### Extract
Strong DIY sales helped to lift sales at Toolstation and Wickes in the third quarter of parent company Travis Perkins’ financial year. Group sales were affected, however, as branches of its builders’ merchant business closed and as the recovery in housebuilding and construction projects lagged.
Over the last year both companies have benefitted as shoppers turned online to buy DIY materials either for delivery or for click and collect. In the first half of the year, 90% of Toolstation transactions took place online, while Wickes ‘ online sales grew by 115% and click and collect by more than 1,000%. Wickes and Toolstation are both Leading retailers in RXUK Top500 research.
Today Travis Perkins said in a trading update that its group sales fell by 3.4% in total in the third quarter of its financial year – reflecting branch closures – but rose by 3.9% on a like-for-like basis that strips out the effect of store – and business – openings and closures.
Over that period, Toolstation sales were up by almost half (49.9%) in total and by 25.5% LFL. Retail sales – the division that primarily includes Wickes – grew by 17.3% in total and by 18.3% LFL.
In the year to date, group sales have fallen both in total (-14.6%) and on a like-for-like basis (-11.8%). Toolstation sales grew 41.6% in total, and by 17.3% LFL, while retail sales fell by 0.6% in total and grew by 0.2% LFL.

### What the task requires
Continue the report above on Travis Perkins' third-quarter sales at Toolstation and Wickes, picking up after its last sentence.

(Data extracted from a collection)
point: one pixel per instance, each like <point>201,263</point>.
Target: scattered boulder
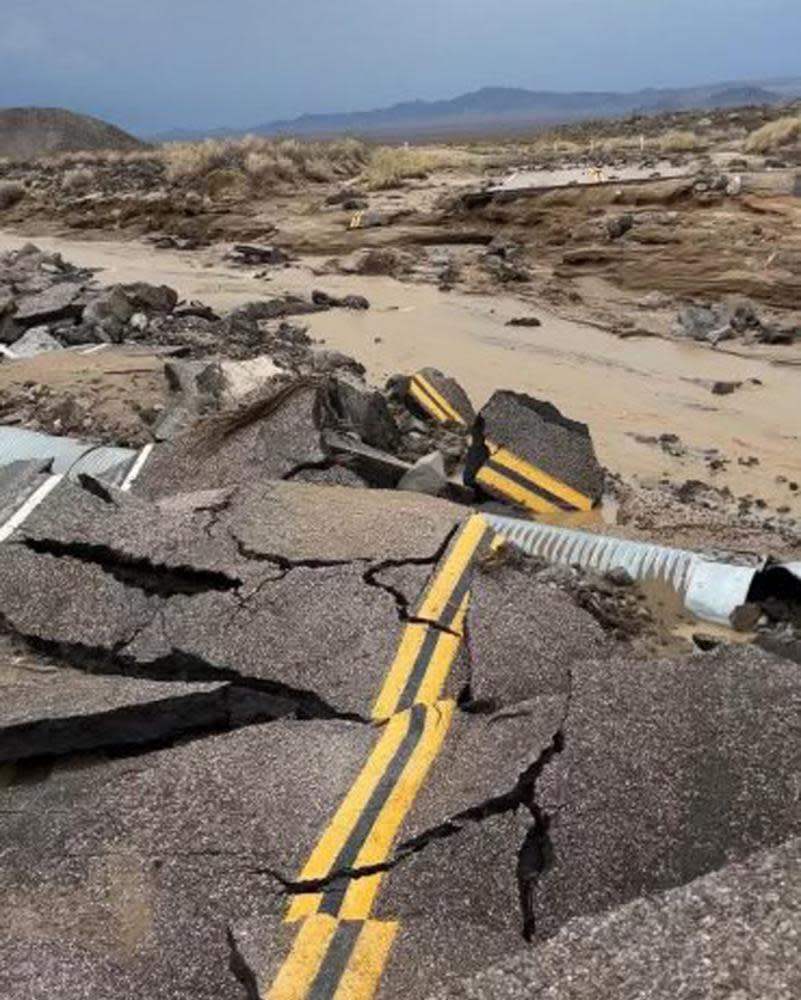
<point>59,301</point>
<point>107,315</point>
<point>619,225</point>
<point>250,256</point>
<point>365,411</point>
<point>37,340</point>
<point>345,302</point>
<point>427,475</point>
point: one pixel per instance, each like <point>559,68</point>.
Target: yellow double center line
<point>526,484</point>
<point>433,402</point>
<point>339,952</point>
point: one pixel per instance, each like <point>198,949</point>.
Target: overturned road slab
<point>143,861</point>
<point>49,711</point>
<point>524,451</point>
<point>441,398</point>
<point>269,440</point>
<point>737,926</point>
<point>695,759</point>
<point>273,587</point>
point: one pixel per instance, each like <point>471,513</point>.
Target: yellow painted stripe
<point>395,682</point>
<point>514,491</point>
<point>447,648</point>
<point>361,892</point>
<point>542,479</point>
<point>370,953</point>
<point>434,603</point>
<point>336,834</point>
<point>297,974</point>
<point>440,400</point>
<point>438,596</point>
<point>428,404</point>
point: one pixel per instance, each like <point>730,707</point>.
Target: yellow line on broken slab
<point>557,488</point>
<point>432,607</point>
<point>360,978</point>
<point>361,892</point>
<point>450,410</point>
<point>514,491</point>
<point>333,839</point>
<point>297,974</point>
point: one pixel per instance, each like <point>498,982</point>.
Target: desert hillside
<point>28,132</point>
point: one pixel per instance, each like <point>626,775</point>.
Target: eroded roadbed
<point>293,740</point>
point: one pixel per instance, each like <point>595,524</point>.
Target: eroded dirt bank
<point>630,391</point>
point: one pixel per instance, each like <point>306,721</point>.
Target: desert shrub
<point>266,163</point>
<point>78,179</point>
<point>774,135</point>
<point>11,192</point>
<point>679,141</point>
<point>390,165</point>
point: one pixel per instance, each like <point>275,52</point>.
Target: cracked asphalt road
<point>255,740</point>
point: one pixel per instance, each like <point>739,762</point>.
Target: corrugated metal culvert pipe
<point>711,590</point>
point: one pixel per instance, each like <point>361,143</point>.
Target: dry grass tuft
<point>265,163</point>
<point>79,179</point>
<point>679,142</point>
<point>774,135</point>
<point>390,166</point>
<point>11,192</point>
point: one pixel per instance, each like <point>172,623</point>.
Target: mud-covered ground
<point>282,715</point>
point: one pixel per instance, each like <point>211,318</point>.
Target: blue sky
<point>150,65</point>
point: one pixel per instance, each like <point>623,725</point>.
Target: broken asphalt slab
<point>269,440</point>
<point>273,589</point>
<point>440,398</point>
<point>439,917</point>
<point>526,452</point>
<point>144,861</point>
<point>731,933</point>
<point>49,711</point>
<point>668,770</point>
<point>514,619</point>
...
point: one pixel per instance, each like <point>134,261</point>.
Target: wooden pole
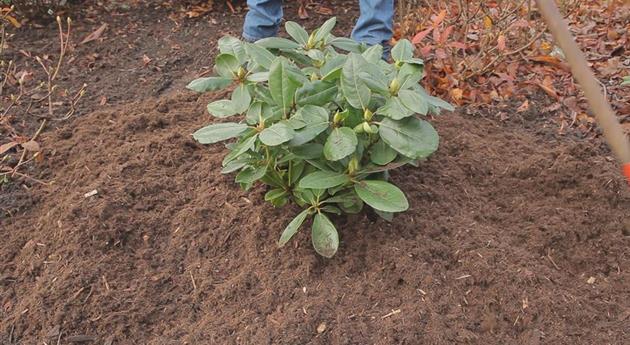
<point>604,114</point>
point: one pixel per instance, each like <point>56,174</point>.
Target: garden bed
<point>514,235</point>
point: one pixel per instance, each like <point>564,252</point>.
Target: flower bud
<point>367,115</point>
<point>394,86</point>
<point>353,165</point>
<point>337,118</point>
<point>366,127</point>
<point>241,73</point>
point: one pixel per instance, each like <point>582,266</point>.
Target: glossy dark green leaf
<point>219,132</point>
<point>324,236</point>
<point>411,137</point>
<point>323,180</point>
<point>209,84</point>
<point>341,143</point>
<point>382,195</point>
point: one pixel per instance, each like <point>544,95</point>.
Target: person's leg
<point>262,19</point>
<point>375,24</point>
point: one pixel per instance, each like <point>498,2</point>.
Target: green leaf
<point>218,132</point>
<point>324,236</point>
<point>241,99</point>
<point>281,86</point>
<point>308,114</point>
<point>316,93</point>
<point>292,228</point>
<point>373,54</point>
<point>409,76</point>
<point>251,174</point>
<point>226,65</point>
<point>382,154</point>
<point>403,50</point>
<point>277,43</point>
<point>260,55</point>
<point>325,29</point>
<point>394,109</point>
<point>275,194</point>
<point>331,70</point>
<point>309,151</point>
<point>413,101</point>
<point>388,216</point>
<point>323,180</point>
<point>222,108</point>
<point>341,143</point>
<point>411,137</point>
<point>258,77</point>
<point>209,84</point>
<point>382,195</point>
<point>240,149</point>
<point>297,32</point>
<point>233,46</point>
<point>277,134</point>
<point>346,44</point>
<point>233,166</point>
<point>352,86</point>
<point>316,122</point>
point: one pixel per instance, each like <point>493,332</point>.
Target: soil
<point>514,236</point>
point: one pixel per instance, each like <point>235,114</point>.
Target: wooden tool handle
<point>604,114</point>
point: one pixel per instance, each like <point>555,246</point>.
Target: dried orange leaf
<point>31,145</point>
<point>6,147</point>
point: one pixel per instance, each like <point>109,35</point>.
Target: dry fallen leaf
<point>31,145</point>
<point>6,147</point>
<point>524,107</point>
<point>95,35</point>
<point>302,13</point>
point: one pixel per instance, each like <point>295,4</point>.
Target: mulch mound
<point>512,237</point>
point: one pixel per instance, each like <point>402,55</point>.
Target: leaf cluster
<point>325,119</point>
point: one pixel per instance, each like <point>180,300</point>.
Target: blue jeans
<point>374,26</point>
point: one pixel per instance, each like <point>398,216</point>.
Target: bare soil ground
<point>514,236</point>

### Answer to the exercise
Travis Perkins chief executive Nick Roberts said: “We have reported a positive overall like-for-like sales performance in the quarter as our markets have continued to recover following the impact of the national lockdown earlier this year. This has been driven by a strong recovery in demand across domestic RMI (repair and maintenance) markets, benefitting the Travis Perkins, City Plumbing, Wickes and Toolstation businesses who serve these markets. Currently this domestic RMI trend remains strong.
“Whilst local trade activity has recovered well, our trade businesses continue to experience a lag in recovery from larger housebuilding and construction projects. However, there are signs of increasing workflow across these sectors as underlying demand strengthens as businesses have adapted to new and safe ways of working that enable them to keep sites open during periods of local lockdown.”
Looking ahead, Travis Perkins said was hard to forecast performance in the light of pandemic uncertainty and ongoing Brexit negotiations. However, if strong DIY sales continue and further lockdown measures do not hit its end markets significantly, it expects that full-year earnings will be in the upper range of analyst expectations – which fall within a range of £222m to £261m. The group had access to £980m as of September 30 2020.